--- BEGIN Records provided ---

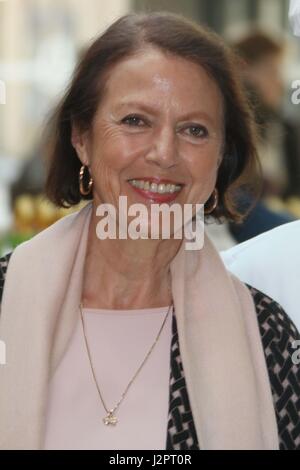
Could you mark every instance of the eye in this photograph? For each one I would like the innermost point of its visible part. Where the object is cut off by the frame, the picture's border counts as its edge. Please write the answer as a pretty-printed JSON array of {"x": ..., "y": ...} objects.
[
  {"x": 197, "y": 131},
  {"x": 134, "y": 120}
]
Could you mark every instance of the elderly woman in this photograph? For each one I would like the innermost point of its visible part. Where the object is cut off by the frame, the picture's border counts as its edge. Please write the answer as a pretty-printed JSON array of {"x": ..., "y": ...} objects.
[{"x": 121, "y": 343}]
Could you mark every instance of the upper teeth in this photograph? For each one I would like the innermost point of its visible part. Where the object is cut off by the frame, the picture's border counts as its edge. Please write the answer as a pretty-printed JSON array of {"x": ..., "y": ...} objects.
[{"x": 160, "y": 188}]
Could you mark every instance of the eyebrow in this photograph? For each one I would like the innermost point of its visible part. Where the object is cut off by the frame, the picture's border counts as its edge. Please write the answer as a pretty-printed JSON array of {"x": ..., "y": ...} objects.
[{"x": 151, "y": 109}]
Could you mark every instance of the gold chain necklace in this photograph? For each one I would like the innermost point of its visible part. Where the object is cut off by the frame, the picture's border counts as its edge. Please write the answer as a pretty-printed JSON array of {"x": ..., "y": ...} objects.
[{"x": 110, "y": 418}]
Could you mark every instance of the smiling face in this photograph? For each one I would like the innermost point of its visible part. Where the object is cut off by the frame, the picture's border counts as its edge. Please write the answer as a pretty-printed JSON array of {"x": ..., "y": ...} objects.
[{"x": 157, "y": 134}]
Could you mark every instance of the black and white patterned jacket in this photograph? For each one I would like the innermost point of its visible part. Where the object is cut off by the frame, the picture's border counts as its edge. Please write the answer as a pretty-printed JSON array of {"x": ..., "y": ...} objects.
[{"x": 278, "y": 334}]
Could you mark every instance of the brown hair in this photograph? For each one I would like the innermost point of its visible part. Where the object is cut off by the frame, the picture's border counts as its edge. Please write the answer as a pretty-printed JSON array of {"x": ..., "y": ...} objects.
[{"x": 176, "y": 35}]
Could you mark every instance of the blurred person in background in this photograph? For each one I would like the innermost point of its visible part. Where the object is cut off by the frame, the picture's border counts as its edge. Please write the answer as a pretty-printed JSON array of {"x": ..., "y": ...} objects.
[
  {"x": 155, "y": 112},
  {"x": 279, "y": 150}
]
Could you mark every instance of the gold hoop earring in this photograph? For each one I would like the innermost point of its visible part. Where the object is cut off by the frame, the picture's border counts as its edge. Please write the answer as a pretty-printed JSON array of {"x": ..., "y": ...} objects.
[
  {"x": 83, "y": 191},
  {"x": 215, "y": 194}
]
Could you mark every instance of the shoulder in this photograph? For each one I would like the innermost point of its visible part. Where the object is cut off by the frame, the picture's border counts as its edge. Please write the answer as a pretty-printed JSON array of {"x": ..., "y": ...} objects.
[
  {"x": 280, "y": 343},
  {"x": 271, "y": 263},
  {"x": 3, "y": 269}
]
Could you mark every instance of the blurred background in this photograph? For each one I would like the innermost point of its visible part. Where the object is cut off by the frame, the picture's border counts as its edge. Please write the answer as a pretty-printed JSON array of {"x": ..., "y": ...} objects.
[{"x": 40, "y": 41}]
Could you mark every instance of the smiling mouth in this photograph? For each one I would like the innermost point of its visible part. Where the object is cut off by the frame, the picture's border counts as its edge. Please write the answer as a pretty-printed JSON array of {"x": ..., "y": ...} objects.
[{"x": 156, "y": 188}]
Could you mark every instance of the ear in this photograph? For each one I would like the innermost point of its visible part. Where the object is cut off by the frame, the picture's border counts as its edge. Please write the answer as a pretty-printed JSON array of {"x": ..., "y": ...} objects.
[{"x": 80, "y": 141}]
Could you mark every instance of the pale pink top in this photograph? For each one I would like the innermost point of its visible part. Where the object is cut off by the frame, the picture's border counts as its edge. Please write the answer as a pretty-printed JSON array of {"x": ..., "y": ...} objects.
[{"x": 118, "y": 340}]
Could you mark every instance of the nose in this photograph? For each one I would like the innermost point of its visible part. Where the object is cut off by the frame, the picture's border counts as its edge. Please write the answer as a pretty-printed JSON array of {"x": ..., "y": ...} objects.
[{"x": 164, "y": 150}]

--- END Records provided ---

→ **Exercise brief**
Rewrite every one of the items above with "in this photograph" swapped for "in this image" and nothing else altered. Omit the pictures from your version.

→ **The completed task**
Could you mark every instance of the eye in this image? For each one I would like the innermost point of its visible part. Where the object is cut off by the frame, the picture's border counts as its edge. Please write the answer as a pretty-printed JSON array of {"x": ..., "y": ...} objects.
[
  {"x": 197, "y": 131},
  {"x": 134, "y": 120}
]
Could you mark every instance of the elderly woman in this image? For each one I would like the innermost point of its visible part. Where the object is cut off by the frame, the picture's border counts as its edge. Please write the answer as a pretty-printed JSON array of {"x": ..., "y": ...} objects.
[{"x": 121, "y": 343}]
Could you mark every instance of the upper teeth in this image? For each one I would like the innermost point of its visible part. Where the object is cut off by the frame, the picture's border counts as its edge. Please write the answer as a pretty-printed JSON array of {"x": ..., "y": ...} objects.
[{"x": 160, "y": 188}]
Could you mark every instance of the eyebrow in this image? For each one I would like the innermost point of its visible part. Where the object is cut off by the frame, the picture's border counts as its edge. Please write the answer as a pretty-printed JSON array of {"x": ..., "y": ...} objects.
[{"x": 151, "y": 109}]
Could you mark every instance of the gold chain necklace in this image? For each one I would like the innermost point of its visible part. Where the object is cut off by the frame, the picture's border counts as its edge. Please write the answer as a pretty-printed JSON array of {"x": ..., "y": ...} objects.
[{"x": 110, "y": 418}]
Could you mark every instance of the smiling face in this image? For each one I would like the innermost point of its visible part. Where the object is cut off by the frame, the picture's border counts as its edge. Please write the answer as a pretty-printed JSON array of {"x": ..., "y": ...} objects.
[{"x": 157, "y": 134}]
Could you mark every instance of the black and white patterned jacket in this image? For each one I would like the innermost point of its visible part. Where the object is cut off by the frame, the picture's border counts as its edge. Please write the answer as a pretty-printed JSON array of {"x": ..., "y": ...} objects.
[{"x": 278, "y": 334}]
Could you mark every instance of the brown hair in this image? For each one I would like the innermost point of its visible part. Where the object is cut off by the frame, the picture's border counts as its edge. Please write the answer as a pretty-printed JSON array of {"x": ..., "y": ...} objects.
[{"x": 176, "y": 35}]
Could you mark every instance of the blurred person in background in this image? For each one I would like the innermost point of its visible part. Where the object is cut off by the frame, the picture's border counts as its edge. Please write the answer as a pretty-printed JSON array of {"x": ..., "y": ...} objects.
[
  {"x": 155, "y": 112},
  {"x": 279, "y": 150}
]
Could you mark every instance of the gold hoop earring in this image? For each one I would like the innermost point of its visible part. Where the object is cut off by the frame, the picture's border counts as its edge. Please write the answer as a pretty-printed JSON array of {"x": ..., "y": ...} objects.
[
  {"x": 83, "y": 191},
  {"x": 215, "y": 194}
]
Could you mark every instance of the shoulder in this image? For each one I would like the innermost point of its visible part. Where the object is cut off by the frame, the picture's border counts as its edge. Please write the answer as a pretty-printed JSON array of {"x": ..., "y": ...} objects.
[
  {"x": 280, "y": 343},
  {"x": 271, "y": 263},
  {"x": 3, "y": 269}
]
Could you mark every instance of the blurred background in this image? For each one I would like the innermost point of its visible part. Where the object is cut off by the frame, the picture's border counts as its edge. Please write the answer as a pretty-printed JSON array of {"x": ..., "y": ...} objects.
[{"x": 40, "y": 41}]
Could you mark every instance of the smiling mouth in this image? For each one I would like the innermost point of its visible part. Where the object is cut off by the frame, the picture's border counts as its edge. Please write the answer as a pretty-printed JSON array of {"x": ..., "y": ...} objects.
[{"x": 156, "y": 188}]
Could you mark every instance of the ear in this image? For each one I would like the innermost point of its visible part. Where the object is cut off by the frame, the picture's border counts as its edge. Please write the answer as a pretty-printed JSON array of {"x": ..., "y": ...} objects.
[{"x": 80, "y": 141}]
Could you mark every instance of the pale pink top in this image? For each one I would like the innermost point of its visible part. Where the object is cut off by the frame, the picture's border counts as its edge. Please write the answer as a pretty-printed JSON array of {"x": ..., "y": ...} objects.
[{"x": 118, "y": 340}]
Could you mark every instance of the nose in this image? For each one I would like the innermost point of its visible part. Where the object is cut off by the frame, the picture's border counts as its edge. Please write the answer as a pretty-printed JSON array of {"x": ..., "y": ...} objects.
[{"x": 164, "y": 150}]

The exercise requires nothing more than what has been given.